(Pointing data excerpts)
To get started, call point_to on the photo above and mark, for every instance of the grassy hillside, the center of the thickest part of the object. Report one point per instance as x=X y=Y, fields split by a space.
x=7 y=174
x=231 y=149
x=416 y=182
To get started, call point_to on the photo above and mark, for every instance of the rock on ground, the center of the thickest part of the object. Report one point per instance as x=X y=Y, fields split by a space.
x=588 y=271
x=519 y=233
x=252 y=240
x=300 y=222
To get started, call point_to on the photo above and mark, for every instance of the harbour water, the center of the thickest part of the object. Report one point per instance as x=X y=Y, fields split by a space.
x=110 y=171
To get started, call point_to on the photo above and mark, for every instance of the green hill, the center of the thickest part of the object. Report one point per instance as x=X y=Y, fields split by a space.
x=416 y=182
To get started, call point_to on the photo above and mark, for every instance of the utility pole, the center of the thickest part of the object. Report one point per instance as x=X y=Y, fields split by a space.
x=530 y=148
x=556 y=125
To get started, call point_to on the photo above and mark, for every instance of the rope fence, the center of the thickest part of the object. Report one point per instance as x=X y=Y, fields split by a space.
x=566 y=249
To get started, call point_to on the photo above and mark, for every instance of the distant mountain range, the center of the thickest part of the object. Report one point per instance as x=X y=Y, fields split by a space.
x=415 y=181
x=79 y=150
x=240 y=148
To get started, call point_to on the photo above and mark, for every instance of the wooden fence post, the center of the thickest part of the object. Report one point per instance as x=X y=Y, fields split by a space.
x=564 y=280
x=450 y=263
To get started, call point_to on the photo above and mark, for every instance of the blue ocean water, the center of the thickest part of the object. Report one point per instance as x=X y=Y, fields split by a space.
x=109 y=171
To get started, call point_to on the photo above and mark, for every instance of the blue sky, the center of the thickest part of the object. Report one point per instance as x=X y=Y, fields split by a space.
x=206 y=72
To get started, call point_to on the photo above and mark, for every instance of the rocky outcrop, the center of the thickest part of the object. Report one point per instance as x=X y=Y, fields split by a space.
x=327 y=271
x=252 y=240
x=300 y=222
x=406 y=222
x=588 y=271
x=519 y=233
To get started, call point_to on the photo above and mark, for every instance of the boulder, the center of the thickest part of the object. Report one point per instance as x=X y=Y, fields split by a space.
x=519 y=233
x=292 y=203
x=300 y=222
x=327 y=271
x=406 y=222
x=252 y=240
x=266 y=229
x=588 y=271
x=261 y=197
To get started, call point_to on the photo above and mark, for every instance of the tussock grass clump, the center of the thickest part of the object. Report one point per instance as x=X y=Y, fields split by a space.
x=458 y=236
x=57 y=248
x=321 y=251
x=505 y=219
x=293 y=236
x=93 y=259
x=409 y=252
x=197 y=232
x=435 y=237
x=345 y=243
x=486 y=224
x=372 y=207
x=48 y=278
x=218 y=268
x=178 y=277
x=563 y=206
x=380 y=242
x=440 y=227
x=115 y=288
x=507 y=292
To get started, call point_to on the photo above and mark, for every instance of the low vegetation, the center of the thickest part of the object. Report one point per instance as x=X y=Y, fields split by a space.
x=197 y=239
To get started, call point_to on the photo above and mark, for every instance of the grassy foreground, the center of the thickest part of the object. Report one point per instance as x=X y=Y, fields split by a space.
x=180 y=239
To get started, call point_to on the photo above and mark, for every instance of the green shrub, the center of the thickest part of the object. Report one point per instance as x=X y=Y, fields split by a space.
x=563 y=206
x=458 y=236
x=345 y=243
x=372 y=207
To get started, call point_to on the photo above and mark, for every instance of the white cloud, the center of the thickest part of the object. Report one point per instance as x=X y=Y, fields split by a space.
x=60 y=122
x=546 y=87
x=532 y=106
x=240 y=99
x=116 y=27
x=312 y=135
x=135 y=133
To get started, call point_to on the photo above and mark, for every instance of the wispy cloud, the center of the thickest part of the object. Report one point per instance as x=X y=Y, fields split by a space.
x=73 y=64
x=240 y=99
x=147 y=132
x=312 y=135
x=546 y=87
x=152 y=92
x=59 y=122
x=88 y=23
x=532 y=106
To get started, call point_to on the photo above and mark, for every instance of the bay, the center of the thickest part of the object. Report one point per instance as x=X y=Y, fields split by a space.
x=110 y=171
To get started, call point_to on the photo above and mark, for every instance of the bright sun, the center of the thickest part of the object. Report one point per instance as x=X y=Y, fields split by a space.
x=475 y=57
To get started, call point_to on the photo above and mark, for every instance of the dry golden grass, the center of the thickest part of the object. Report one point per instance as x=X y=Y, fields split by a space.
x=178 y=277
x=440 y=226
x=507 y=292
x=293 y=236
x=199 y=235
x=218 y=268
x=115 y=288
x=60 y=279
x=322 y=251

→ **Exercise objective**
Render every line of the records above as a Markdown table with two columns, Row and Line text, numbering each row and leaving out blank lines.

→ **Problem solution**
| Row | Line text |
|---|---|
| 1 | To get started, call point_to on the photo above and mark, for every instance of the grassy hillside, the center of the thickest part of the object. Report one point per instance as x=X y=Y, fields split by a space. |
| 2 | x=7 y=174 |
| 3 | x=231 y=149 |
| 4 | x=416 y=182 |
| 5 | To get started, call point_to on the photo above and mark, for every instance of the rock on ground, the center of the thickest part of the object. Report one point per instance as x=X y=Y, fields split by a space. |
| 6 | x=588 y=271 |
| 7 | x=519 y=233 |
| 8 | x=252 y=240 |
| 9 | x=300 y=222 |
| 10 | To get started, call point_to on the photo above and mark, for every instance of the harbour water, the center of the thickest part of the object. Report one point per instance as x=X y=Y, fields split by a space. |
| 11 | x=110 y=171 |
| 12 | To get started, call point_to on the photo above and mark, for every instance of the green hill, the center of the thickest part of the object. Report one point per instance as x=X y=Y, fields split by a space. |
| 13 | x=416 y=182 |
| 14 | To get started, call point_to on the photo above and mark, for every instance of the utility pole, the center of the thickest part of the object. Report one point per instance as x=X y=Y, fields split by a space. |
| 15 | x=530 y=148 |
| 16 | x=556 y=125 |
| 17 | To get started, call point_to on the photo above and mark, for every instance of the rope fence, the center of the thickest part of the object. Report one point per instance as x=X y=Y, fields split by a space. |
| 18 | x=566 y=249 |
| 19 | To get started, call point_to on the photo above and mark, for every instance of the distant mountain range, the center of the thickest part of the object. Report one point per instance as x=X y=Y, fields split by a space. |
| 20 | x=415 y=181 |
| 21 | x=79 y=150 |
| 22 | x=240 y=148 |
| 23 | To get started, call point_to on the photo above and mark, for every instance of the wooden fence post, the center of the thickest part of the object. Report one point per instance as x=X y=Y, fields split by a space. |
| 24 | x=564 y=280 |
| 25 | x=450 y=263 |
| 26 | To get started, call point_to on the photo above and mark, for every instance of the blue ocean water, the center of the thickest part of the object. Report one point per instance as x=X y=Y, fields split by a space. |
| 27 | x=109 y=171 |
| 28 | To get started, call point_to on the photo above and mark, for every instance of the blue sky, the center of the thickest part of the object. Report one point per instance as x=X y=Y, fields split by a space. |
| 29 | x=206 y=72 |
| 30 | To get started, call point_to on the photo above and mark, for every instance of the rocky outcrop, the center of the thickest part of the object. Report one point per instance as x=X y=Y, fields split by a space. |
| 31 | x=327 y=271 |
| 32 | x=252 y=240 |
| 33 | x=300 y=222 |
| 34 | x=406 y=222 |
| 35 | x=588 y=271 |
| 36 | x=519 y=233 |
| 37 | To get started, call point_to on the photo above and mark, for every instance of the boulder, the center of the thickest part of the object. Report one point per instance as x=X y=Y, fields split by a space. |
| 38 | x=519 y=233 |
| 39 | x=292 y=203 |
| 40 | x=300 y=222 |
| 41 | x=327 y=271 |
| 42 | x=406 y=222 |
| 43 | x=252 y=240 |
| 44 | x=266 y=229 |
| 45 | x=588 y=271 |
| 46 | x=261 y=197 |
| 47 | To get started, call point_to on the photo above and mark, for every instance of the tussock grass clump, the center of the thickest part of the object. Report one point per instance as x=X y=Y, fields split by a space. |
| 48 | x=458 y=236 |
| 49 | x=57 y=248 |
| 50 | x=321 y=251 |
| 51 | x=505 y=219 |
| 52 | x=293 y=236 |
| 53 | x=93 y=259 |
| 54 | x=409 y=252 |
| 55 | x=197 y=232 |
| 56 | x=435 y=237 |
| 57 | x=345 y=243 |
| 58 | x=486 y=224 |
| 59 | x=372 y=207 |
| 60 | x=48 y=278 |
| 61 | x=218 y=268 |
| 62 | x=178 y=277 |
| 63 | x=563 y=206 |
| 64 | x=380 y=242 |
| 65 | x=440 y=227 |
| 66 | x=115 y=288 |
| 67 | x=507 y=292 |
| 68 | To get started, call point_to on the photo above and mark, for every instance of the low vegetation, the center of the thickest part of the object. Report one point per instance as x=X y=Y, fields split by a space. |
| 69 | x=197 y=239 |
| 70 | To get started, call point_to on the photo above and mark, for every instance of the grassy foreground, the center of the thickest part of the object. Report one point per instance as x=X y=Y, fields split by a space. |
| 71 | x=180 y=239 |
| 72 | To get started, call point_to on the photo above and mark, for every instance of the green shrub, the center of the thickest part of the object. Report one point per instance as x=X y=Y, fields split by a space. |
| 73 | x=563 y=206 |
| 74 | x=458 y=236 |
| 75 | x=345 y=243 |
| 76 | x=372 y=207 |
| 77 | To get started, call point_to on the photo above and mark, for every instance of the white cloud, the center of the thickest part of the object. Report one point per instance as x=X y=Y, fields split by a space. |
| 78 | x=60 y=122 |
| 79 | x=546 y=87 |
| 80 | x=532 y=106 |
| 81 | x=240 y=99 |
| 82 | x=116 y=27 |
| 83 | x=312 y=135 |
| 84 | x=135 y=133 |
| 85 | To get started, call point_to on the photo above and mark, for every instance of the wispy cloud, the center of the thickest part of the object. Report one point per instance as x=X y=Y, fields split by a space. |
| 86 | x=73 y=64 |
| 87 | x=240 y=99 |
| 88 | x=147 y=132 |
| 89 | x=312 y=135 |
| 90 | x=546 y=87 |
| 91 | x=152 y=92 |
| 92 | x=59 y=122 |
| 93 | x=88 y=23 |
| 94 | x=532 y=106 |
| 95 | To get started, call point_to on the photo above and mark, for every instance of the bay, the center of the thickest part of the object. Report one point per instance as x=X y=Y, fields split by a space. |
| 96 | x=110 y=171 |
| 97 | To get started, call point_to on the photo above and mark, for every instance of the bright sun, the center of the thickest part of the object. Report one point per instance as x=X y=Y, fields split by a space. |
| 98 | x=475 y=57 |
| 99 | To get started, call point_to on the photo above and mark, for every instance of the dry golden grass, the center of the thickest part of the object. Report one point per instance as x=X y=Y, fields split by a space. |
| 100 | x=178 y=277 |
| 101 | x=440 y=226 |
| 102 | x=507 y=292 |
| 103 | x=293 y=236 |
| 104 | x=199 y=235 |
| 105 | x=218 y=268 |
| 106 | x=115 y=288 |
| 107 | x=60 y=279 |
| 108 | x=322 y=251 |